Friday, November 12, 2010

Dangerous Safety - Luke 21:5-36

Josh Broward
November 14, 2010

    You have all heard the story of “The Tortoise and the Hare,” but have you heard the sequel - “The Tortoise and the Bees”?  After winning the dramatic, ever-so-slow victory over the Hare, the Tortoise decided that it was time to lay her eggs.  Yes, the Tortoise was a girl.  But don’t blame old Aesop for that mistake; it’s very hard to tell with turtles! 
    So the Tortoise made the slow journey back to her ancestral breeding ground.  She found the same sandy field where she was born and the same tree where she had been laying her eggs for many years.  It was perfect.  There was plenty of water.  There was plenty of soft green plants nearby.  It was not too sunny but not too cold.  It was perfect -except for one thing.  This year, there was a beehive in the tree. 
    The bees were not happy about the arrival of the Tortoise.  They buzzed about her head and told her to scram.  She quietly said, “You can sting me, but you can’t kill me.  This is my home, and I must produce life.”  She quietly went about her work, moving the sand and preparing her nest.  The bees began to sting her.  They stung her head, her legs, her tail.  They lost their stingers in her shell.  She continued preparing her nest.  “You can sting me, but you can’t kill me.  This is my home, and I must produce life.”

Supplied material:
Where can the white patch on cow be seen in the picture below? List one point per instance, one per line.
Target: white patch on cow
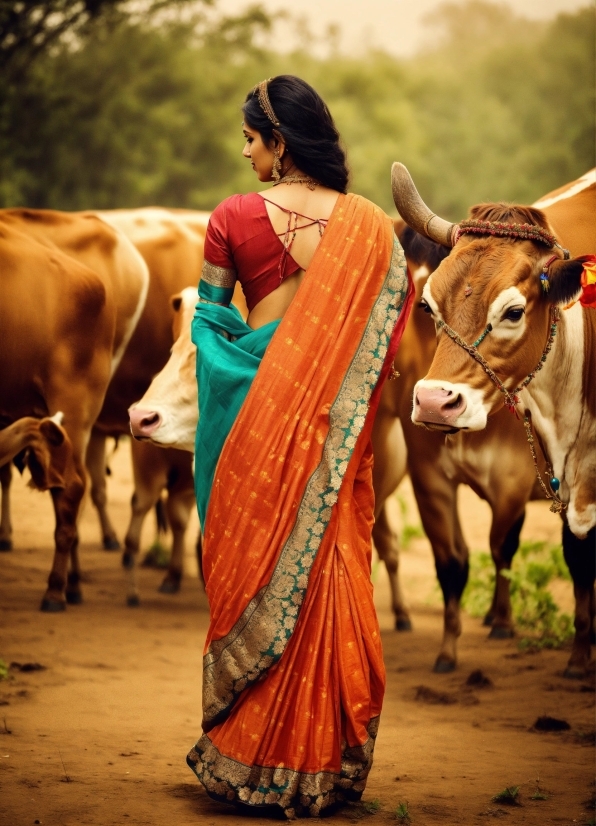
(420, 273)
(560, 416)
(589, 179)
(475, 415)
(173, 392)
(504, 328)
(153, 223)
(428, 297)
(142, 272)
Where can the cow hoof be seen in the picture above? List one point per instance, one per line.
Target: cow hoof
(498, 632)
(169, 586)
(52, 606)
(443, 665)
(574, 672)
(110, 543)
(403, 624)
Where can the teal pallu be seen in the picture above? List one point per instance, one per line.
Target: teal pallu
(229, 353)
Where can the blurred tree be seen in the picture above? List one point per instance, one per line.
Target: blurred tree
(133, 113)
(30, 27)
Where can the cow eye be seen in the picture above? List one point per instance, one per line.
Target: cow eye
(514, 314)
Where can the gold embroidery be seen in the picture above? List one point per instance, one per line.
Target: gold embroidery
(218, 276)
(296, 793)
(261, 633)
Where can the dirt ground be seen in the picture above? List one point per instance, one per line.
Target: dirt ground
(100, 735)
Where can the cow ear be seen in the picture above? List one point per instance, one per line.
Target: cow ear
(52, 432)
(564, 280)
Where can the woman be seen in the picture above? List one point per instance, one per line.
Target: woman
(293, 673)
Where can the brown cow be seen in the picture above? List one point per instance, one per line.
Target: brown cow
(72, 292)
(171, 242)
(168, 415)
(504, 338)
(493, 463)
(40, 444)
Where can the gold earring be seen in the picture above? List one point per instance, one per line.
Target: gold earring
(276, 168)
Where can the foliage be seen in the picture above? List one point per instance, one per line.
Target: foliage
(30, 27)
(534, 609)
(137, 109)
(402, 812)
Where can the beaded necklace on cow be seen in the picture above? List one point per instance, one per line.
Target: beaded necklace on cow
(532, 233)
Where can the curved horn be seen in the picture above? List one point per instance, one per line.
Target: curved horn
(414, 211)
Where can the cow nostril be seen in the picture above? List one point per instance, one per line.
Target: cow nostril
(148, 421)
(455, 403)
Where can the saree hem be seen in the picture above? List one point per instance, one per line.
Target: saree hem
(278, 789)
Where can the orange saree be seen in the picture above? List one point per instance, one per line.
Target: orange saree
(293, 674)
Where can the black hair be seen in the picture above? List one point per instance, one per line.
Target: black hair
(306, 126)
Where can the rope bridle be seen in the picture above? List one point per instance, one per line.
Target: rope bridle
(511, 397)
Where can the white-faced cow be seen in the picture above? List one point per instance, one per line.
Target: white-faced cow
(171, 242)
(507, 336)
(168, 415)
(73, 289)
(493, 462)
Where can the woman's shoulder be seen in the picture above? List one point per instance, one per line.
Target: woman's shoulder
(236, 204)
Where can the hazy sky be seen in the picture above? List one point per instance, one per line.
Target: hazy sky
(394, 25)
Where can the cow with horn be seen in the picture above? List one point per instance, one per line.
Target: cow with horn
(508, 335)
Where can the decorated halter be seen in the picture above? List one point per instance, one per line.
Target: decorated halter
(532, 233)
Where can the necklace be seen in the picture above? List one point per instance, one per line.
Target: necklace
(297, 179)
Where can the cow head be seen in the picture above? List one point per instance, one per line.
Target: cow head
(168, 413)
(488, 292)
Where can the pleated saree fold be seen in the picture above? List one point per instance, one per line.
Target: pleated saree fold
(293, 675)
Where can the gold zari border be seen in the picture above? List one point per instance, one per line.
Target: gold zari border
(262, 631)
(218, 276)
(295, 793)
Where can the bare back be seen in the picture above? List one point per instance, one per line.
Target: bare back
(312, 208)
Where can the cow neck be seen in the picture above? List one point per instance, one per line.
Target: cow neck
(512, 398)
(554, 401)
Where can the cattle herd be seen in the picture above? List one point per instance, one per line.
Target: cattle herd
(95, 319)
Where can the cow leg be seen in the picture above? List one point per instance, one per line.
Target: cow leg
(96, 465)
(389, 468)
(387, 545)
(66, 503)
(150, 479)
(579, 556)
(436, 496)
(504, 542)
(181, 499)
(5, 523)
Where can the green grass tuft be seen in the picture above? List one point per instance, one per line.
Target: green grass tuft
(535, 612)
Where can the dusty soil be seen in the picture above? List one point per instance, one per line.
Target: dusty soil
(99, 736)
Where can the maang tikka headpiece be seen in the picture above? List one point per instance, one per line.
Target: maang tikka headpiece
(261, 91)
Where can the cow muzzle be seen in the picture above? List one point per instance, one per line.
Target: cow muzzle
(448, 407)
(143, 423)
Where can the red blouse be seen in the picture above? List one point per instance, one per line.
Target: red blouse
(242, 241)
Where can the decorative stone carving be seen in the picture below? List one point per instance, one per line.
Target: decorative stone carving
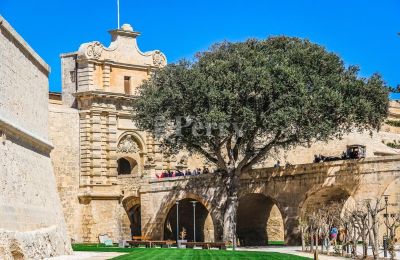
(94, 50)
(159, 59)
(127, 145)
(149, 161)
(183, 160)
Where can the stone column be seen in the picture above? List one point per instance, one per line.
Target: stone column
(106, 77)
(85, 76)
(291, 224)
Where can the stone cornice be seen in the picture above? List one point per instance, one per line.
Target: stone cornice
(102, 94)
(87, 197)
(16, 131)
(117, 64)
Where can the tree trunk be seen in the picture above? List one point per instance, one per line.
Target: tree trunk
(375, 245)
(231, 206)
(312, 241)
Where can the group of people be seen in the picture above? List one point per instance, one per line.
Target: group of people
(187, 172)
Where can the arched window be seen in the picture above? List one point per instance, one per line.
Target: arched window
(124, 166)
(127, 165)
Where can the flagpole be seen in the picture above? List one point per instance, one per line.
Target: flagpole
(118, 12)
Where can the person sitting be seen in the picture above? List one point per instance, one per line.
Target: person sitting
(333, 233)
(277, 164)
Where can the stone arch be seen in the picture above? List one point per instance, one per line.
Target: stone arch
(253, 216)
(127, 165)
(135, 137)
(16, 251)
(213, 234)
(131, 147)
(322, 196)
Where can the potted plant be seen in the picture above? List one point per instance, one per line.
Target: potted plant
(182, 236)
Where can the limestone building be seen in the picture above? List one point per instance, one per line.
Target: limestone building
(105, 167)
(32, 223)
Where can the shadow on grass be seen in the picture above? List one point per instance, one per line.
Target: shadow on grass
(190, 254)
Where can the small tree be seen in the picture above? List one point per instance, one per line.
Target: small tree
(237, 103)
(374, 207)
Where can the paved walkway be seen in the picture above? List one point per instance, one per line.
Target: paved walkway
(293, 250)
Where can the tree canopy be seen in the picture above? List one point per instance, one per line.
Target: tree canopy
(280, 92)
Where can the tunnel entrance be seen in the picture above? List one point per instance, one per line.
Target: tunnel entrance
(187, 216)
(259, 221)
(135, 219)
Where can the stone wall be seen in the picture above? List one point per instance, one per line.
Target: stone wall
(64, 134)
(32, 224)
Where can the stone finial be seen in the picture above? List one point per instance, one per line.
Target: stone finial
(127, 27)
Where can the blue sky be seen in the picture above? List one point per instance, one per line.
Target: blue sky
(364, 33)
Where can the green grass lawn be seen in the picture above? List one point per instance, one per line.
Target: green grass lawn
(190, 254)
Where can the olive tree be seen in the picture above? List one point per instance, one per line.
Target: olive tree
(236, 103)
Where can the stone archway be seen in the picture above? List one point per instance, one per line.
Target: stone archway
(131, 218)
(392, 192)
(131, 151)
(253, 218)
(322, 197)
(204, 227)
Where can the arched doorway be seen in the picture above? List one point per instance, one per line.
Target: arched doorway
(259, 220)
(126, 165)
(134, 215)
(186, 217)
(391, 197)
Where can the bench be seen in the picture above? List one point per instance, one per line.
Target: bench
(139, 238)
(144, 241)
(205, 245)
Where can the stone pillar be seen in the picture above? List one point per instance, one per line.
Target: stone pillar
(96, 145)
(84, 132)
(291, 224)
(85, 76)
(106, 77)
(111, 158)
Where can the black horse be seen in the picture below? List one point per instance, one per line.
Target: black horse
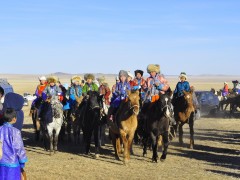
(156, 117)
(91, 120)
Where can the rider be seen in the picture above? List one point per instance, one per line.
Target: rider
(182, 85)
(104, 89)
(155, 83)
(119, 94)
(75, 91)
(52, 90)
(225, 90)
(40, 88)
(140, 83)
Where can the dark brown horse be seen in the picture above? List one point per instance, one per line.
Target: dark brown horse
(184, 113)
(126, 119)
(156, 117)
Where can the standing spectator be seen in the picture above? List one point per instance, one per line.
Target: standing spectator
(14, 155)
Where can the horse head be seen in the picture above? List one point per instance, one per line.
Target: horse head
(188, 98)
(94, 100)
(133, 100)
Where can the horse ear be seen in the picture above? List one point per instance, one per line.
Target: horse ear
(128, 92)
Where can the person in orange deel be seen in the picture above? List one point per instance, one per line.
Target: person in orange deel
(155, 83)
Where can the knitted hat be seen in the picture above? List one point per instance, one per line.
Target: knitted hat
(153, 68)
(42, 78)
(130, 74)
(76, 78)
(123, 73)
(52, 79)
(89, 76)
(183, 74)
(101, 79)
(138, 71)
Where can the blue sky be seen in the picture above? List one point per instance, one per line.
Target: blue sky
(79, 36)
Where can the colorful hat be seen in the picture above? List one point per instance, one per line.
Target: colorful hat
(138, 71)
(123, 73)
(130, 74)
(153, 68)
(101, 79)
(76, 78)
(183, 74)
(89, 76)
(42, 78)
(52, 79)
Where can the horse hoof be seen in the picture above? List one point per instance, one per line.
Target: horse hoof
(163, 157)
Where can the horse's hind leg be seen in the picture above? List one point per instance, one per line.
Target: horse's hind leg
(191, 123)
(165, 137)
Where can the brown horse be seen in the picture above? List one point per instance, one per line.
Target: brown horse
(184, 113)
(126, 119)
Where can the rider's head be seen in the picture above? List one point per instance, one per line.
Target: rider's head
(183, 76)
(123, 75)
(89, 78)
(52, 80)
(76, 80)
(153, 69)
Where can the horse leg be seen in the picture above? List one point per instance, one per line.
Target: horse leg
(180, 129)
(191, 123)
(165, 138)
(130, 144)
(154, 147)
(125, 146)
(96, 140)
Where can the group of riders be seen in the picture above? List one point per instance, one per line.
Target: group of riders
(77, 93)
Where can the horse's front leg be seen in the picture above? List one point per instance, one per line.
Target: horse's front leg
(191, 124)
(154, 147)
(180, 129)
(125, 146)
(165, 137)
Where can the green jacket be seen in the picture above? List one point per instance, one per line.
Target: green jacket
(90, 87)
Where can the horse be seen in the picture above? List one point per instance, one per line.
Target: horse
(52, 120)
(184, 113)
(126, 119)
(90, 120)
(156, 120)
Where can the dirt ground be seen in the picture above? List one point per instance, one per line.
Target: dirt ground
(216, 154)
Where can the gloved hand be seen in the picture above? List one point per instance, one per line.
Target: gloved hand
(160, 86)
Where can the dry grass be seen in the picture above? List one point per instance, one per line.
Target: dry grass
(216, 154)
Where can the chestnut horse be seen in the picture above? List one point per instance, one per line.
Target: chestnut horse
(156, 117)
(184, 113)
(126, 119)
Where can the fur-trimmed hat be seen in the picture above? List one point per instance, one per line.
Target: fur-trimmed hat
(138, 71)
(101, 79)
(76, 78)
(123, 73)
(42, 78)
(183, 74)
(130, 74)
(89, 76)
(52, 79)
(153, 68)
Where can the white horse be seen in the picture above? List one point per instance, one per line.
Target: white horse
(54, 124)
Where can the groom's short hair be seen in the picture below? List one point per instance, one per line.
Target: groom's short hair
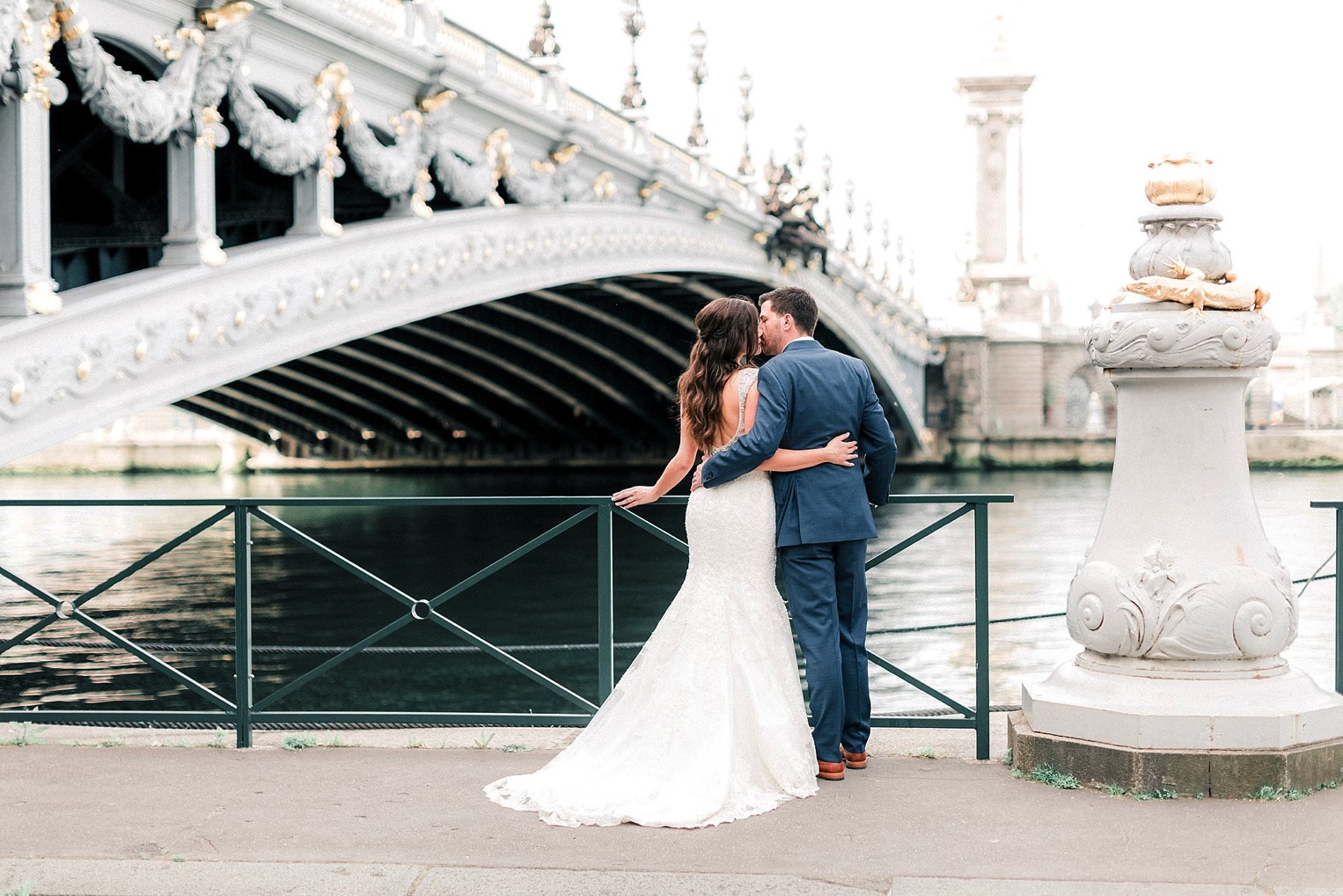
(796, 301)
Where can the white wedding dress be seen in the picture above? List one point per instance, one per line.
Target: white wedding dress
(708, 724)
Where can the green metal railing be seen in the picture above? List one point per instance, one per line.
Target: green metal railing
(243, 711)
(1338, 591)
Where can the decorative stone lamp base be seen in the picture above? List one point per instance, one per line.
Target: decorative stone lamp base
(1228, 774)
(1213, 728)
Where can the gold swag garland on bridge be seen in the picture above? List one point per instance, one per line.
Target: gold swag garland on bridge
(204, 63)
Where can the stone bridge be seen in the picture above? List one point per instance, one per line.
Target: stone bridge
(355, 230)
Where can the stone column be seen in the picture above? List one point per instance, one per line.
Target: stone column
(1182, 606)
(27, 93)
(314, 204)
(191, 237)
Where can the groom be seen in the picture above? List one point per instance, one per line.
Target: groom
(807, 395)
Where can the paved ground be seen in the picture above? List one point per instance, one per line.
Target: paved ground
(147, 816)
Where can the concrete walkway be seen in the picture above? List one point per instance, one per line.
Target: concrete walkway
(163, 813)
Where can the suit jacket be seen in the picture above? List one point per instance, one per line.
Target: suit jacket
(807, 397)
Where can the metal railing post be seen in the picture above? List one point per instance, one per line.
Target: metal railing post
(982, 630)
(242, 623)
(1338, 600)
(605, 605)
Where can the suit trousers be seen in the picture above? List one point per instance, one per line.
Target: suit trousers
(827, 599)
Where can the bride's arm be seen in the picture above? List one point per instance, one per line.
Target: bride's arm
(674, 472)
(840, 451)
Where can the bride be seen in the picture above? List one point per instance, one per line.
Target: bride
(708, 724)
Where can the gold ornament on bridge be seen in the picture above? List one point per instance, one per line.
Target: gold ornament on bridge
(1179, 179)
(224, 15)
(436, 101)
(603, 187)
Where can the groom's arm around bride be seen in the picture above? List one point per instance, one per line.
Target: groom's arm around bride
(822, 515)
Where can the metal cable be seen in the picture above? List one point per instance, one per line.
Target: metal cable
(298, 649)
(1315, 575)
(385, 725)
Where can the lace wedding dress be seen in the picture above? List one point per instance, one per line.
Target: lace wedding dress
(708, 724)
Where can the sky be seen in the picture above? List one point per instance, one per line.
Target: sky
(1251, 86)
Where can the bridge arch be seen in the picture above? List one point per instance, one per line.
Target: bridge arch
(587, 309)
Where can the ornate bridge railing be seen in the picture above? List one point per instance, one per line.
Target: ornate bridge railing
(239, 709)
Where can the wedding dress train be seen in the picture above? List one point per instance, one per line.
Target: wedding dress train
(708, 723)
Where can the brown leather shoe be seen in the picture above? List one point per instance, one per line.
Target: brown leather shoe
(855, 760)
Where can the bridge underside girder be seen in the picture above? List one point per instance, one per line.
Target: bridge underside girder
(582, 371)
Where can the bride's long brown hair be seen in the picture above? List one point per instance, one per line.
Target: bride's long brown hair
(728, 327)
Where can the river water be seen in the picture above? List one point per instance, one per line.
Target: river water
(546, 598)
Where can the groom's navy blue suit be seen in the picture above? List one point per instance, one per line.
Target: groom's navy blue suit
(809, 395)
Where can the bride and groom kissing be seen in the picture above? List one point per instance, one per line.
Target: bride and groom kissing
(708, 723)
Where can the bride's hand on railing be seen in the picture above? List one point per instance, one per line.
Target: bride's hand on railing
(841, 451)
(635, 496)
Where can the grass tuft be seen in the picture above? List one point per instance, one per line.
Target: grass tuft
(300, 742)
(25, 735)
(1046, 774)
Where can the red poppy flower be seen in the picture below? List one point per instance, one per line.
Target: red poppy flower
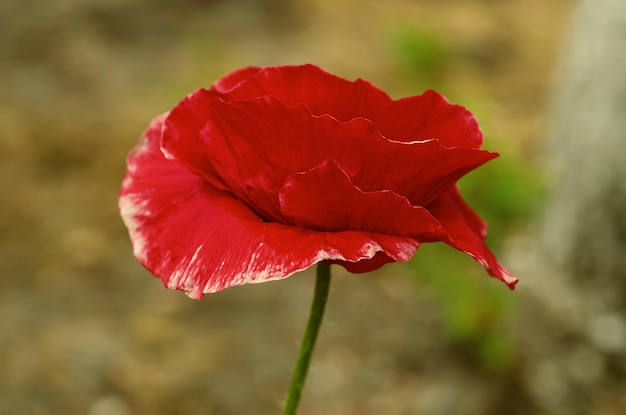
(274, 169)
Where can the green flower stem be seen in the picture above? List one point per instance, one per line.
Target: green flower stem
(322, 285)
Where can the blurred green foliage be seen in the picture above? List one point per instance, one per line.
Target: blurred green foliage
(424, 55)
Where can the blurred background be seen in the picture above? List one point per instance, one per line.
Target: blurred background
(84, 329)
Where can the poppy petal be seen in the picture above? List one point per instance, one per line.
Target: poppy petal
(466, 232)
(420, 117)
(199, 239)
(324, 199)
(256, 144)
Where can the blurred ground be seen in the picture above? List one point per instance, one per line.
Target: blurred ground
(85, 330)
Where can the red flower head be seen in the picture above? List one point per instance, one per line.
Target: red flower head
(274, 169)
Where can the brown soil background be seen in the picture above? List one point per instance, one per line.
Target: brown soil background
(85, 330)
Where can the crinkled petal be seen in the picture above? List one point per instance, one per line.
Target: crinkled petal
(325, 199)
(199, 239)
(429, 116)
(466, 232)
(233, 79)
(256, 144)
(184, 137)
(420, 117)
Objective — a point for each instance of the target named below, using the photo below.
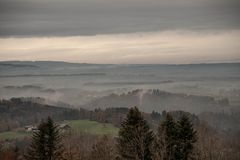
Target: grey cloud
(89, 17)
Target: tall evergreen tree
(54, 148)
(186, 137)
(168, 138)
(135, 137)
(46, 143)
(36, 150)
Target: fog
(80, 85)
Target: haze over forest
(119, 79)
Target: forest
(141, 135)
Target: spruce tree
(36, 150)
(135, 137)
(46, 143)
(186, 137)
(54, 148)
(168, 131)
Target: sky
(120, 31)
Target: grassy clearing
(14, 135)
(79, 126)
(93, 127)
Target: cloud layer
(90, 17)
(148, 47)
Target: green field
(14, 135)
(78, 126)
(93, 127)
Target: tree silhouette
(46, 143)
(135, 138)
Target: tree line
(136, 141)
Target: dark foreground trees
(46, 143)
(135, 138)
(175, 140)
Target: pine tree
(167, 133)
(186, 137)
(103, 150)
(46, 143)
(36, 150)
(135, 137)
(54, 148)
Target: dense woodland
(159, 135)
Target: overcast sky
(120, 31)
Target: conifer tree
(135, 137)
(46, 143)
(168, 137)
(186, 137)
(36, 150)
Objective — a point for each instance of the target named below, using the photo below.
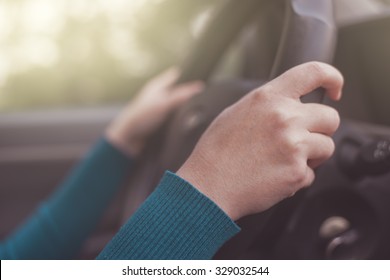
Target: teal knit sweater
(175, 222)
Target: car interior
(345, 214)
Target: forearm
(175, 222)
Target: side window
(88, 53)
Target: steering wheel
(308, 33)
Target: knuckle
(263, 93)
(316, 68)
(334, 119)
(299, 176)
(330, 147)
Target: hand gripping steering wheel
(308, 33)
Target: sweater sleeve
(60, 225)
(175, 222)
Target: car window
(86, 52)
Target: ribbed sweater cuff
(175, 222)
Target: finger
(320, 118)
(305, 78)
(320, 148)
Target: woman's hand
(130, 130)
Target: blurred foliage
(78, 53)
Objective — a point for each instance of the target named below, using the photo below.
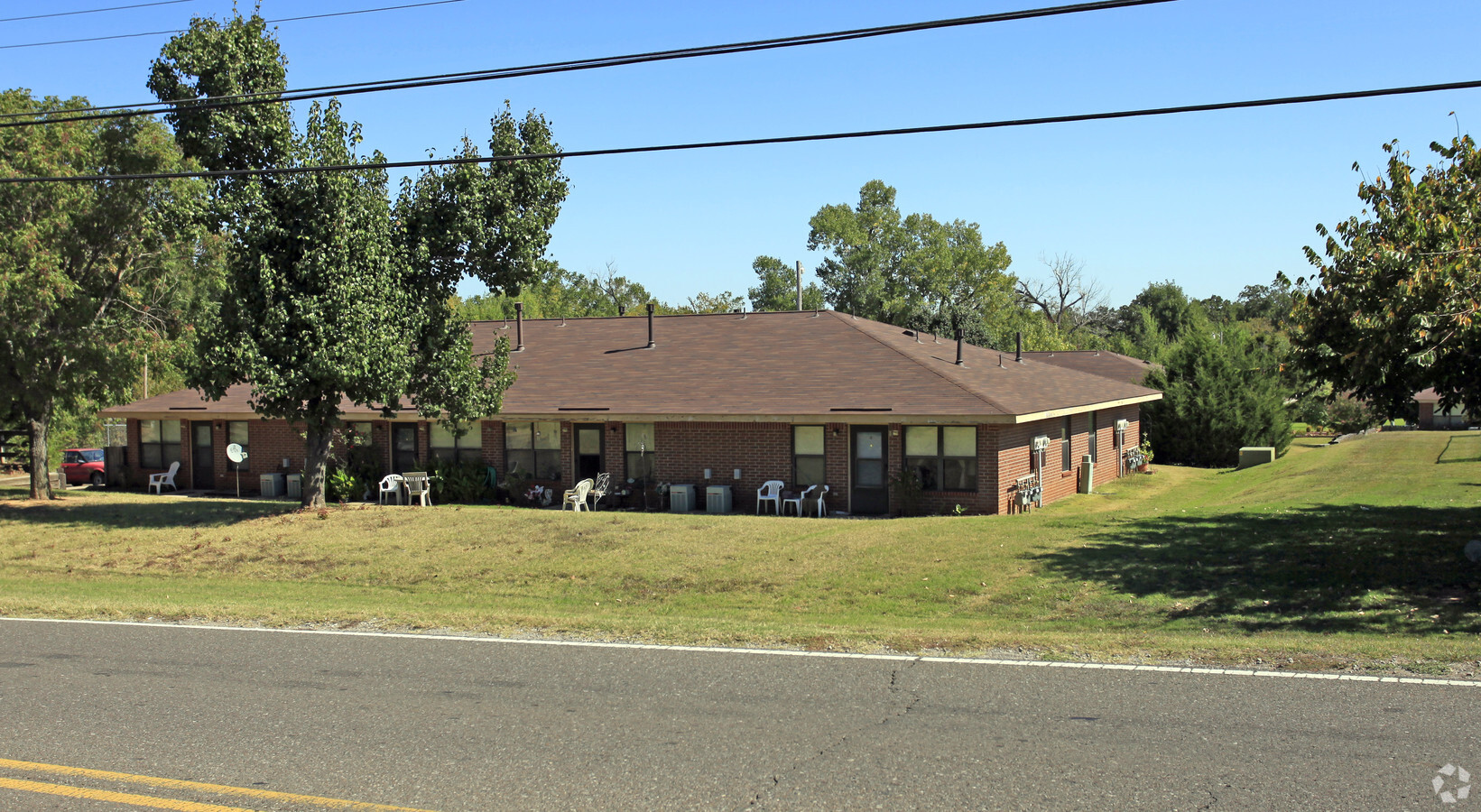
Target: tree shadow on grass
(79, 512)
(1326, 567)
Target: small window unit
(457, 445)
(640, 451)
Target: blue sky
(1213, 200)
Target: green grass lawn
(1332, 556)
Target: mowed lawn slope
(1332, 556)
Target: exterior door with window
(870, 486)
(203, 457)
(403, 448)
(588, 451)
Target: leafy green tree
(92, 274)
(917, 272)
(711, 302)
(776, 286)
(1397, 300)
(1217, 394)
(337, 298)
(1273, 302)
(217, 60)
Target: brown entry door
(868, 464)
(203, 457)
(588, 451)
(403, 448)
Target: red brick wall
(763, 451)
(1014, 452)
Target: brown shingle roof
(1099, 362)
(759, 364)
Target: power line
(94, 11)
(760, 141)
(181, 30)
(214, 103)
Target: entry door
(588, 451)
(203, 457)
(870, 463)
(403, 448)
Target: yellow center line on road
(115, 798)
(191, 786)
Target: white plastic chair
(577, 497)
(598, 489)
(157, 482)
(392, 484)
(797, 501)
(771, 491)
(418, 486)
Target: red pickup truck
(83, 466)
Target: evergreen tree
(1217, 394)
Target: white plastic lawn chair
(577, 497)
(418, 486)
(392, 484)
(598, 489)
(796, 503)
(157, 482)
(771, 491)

Exercise instructions:
• a. Answer these questions from the sermon excerpt:
(i) After beating the Hare, what did the Tortoise decide it was time to do?
(ii) What was in the tree this year?
(iii) Where did the bees lose their stingers?
• b. Reproduce the sermon excerpt from "So the Tortoise" to "in the tree.".
• c. Carry the sermon excerpt forward from its last sentence.
The material that comes after the sermon excerpt has no connection to it.

Results of the tasks:
• a.
(i) Lay her eggs.
(ii) A beehive.
(iii) In her shell.

• b.
So the Tortoise made the slow journey back to her ancestral breeding ground.  She found the same sandy field where she was born and the same tree where she had been laying her eggs for many years.  It was perfect.  There was plenty of water.  There was plenty of soft green plants nearby.  It was not too sunny but not too cold.  It was perfect -except for one thing.  This year, there was a beehive in the tree.

• c.
    Slowly, slowly, slowly, the Tortoise prepared her nest.  Slowly, slowly, slowly, she laid her eggs.  Slowly, slowly, slowly, the tiny tortoise babies developed inside their eggs.  Slowly, slowly, slowly, the attacks from the bees began to wane as more and more bees lost their stingers in her shell.  No matter what the bees buzzed as they stung her, no matter how much it hurt when they stung, she always quietly replied: “You can sting me, but you can’t kill me.  This is my home, and I must produce life.”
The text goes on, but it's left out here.